◆ Document segment:
Australia's retail sales advanced more than economists forecast in September and the nation's trade deficit narrowed by the most in five months, sending the local currency higher ahead of tomorrow's central bank meeting.

Sales climbed 0.5 percent to A$21.6 billion ($22.4 billion) from August, when they rose a revised 0.3 percent, the Bureau of Statistics said in Sydney today. That exceeded the median forecast for a 0.4 percent gain. The trade shortfall shrank by A$420 million to A$1.46 billion in September, also more than forecasts.

Consumer spending has been fueled by interest-rate reductions since November 2011 as the Reserve Bank of Australia tries to buttress demand outside of a resource boom that may crest next year. Central bank Governor Glenn Stevens cut the key rate by a quarter percentage point last month to 3.25 percent, and traders are pricing in a 54 percent chance he will lower borrowing costs again tomorrow.

"The RBA has eased somewhat pre-emptively," said Michael Turner, an economist at RBC Capital Markets Ltd. in Sydney. "Whether the board sees fit to move again as soon as tomorrow has become an increasing­ly uncertain prospect given the stabilizat­ion in data in China and the US"

The Australian currency, which has risen 52 percent in the past four years, traded at $1.0363 at 1:34 p.m. in Sydney compared with $1.0344 before the release.

Today's retail report showed spending on household goods gained 1.2 percent, while consumers spent 0.6 percent more on food and 0.8 percent more on a category labeled other retailing. They spent 0.6 less on clothing, footwear and personal accessorie­s and cut department­store purchases by 0.5 percent, it showed.

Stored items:
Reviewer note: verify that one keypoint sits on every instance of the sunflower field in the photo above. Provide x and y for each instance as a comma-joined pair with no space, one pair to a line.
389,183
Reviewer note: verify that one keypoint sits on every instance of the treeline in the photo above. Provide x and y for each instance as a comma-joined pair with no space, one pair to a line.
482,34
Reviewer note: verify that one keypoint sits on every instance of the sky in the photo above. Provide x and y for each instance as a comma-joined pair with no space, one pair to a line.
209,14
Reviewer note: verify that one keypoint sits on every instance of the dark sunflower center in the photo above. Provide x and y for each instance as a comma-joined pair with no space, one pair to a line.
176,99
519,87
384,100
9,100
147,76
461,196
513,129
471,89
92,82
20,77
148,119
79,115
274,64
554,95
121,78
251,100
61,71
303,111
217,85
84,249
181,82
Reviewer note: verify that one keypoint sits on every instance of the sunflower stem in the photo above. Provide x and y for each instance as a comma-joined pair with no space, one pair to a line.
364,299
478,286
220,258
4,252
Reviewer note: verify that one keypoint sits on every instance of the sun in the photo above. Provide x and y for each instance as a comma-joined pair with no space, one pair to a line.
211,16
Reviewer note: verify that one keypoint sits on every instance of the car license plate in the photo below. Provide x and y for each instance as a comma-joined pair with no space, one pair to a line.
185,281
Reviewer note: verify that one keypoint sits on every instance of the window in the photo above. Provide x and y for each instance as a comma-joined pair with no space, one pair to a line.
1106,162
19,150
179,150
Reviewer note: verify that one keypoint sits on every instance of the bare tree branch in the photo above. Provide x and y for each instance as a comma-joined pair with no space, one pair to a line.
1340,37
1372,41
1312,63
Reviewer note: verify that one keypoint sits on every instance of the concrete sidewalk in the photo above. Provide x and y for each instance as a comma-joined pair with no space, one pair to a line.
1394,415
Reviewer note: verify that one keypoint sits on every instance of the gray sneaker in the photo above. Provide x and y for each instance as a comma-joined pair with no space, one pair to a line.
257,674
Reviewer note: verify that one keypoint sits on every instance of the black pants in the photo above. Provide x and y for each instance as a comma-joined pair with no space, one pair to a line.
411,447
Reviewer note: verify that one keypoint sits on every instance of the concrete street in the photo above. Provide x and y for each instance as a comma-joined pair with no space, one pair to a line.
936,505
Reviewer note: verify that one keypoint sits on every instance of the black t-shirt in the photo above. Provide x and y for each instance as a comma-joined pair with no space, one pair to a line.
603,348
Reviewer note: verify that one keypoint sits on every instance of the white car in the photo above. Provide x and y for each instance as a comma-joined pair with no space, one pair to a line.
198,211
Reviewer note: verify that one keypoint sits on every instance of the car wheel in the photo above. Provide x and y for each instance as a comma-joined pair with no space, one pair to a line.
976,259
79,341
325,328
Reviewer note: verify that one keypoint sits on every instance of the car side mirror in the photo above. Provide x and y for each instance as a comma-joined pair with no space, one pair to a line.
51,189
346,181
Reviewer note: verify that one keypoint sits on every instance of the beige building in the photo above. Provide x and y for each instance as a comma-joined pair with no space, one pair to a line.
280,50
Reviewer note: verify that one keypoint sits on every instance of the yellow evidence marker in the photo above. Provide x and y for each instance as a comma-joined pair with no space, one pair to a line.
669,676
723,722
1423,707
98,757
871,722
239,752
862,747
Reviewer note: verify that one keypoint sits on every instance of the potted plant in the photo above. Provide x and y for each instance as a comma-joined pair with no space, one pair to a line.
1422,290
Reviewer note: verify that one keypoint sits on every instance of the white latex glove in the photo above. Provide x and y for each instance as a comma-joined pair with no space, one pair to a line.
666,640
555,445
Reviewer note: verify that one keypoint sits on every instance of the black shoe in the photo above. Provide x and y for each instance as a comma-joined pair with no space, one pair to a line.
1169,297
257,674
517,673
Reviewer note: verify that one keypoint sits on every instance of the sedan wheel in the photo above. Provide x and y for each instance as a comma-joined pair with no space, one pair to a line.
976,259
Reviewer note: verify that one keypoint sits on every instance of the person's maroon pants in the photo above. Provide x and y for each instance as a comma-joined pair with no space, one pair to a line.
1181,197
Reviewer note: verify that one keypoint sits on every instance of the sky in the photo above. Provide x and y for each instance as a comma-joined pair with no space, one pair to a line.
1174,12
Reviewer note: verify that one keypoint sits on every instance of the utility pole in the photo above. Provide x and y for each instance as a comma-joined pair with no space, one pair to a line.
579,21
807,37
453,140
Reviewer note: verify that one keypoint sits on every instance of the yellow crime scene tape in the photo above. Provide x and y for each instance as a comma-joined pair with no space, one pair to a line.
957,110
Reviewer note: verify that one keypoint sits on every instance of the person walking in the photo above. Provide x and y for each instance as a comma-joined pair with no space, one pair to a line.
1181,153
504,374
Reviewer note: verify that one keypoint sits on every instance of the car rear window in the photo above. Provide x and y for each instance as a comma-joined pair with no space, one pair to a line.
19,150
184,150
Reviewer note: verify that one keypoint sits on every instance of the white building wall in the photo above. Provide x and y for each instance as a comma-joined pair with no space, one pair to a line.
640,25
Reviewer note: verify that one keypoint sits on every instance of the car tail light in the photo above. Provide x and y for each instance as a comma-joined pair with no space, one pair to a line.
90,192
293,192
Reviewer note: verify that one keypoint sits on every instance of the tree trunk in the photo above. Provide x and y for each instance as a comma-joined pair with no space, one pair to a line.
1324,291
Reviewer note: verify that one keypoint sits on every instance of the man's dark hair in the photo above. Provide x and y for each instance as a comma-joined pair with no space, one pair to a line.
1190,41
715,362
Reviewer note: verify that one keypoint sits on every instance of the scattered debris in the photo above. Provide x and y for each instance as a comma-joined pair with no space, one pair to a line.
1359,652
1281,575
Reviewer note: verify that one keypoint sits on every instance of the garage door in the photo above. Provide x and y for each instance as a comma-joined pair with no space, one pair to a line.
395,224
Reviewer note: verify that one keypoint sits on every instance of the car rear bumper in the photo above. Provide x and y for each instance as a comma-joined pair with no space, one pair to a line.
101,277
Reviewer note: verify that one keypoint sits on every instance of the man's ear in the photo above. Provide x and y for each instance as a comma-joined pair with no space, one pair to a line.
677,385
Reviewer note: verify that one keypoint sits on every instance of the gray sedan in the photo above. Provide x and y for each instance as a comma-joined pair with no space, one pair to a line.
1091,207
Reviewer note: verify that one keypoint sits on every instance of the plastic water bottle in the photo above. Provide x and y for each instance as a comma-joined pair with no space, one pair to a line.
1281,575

◆ To do:
a. Answer these questions from the article on Australia's September retail sales:
(i) By what percentage did sales climb from August?
(ii) To what level did Glenn Stevens cut the key rate last month?
(iii) By what percentage did spending on household goods rise?
b. Echo the retail-sales article, starting with "Consumer spending has" and going on through "before the release.".
c. Does each statement agree with the article on Australia's September retail sales? Answer yes or no for each, quoting the words of the article that decide it.
(i) The trade deficit widened in September.
(ii) Michael Turner is an economist at RBC Capital Markets Ltd. in Sydney.
(iii) The Australian currency has risen 52 percent in the past four years.

◆ Solutions by task:
a.
(i) 0.5 percent
(ii) 3.25 percent
(iii) 1.2 percent

b.
Consumer spending has been fueled by interest-rate reductions since November 2011 as the Reserve Bank of Australia tries to buttress demand outside of a resource boom that may crest next year. Central bank Governor Glenn Stevens cut the key rate by a quarter percentage point last month to 3.25 percent, and traders are pricing in a 54 percent chance he will lower borrowing costs again tomorrow.

"The RBA has eased somewhat pre-emptively," said Michael Turner, an economist at RBC Capital Markets Ltd. in Sydney. "Whether the board sees fit to move again as soon as tomorrow has become an increasing­ly uncertain prospect given the stabilizat­ion in data in China and the US"

The Australian currency, which has risen 52 percent in the past four years, traded at $1.0363 at 1:34 p.m. in Sydney compared with $1.0344 before the release.

c.
(i) No: "The trade shortfall shrank by A$420 million to A$1.46 billion in September"
(ii) Yes: "Michael Turner, an economist at RBC Capital Markets Ltd. in Sydney"
(iii) Yes: "The Australian currency, which has risen 52 percent in the past four years"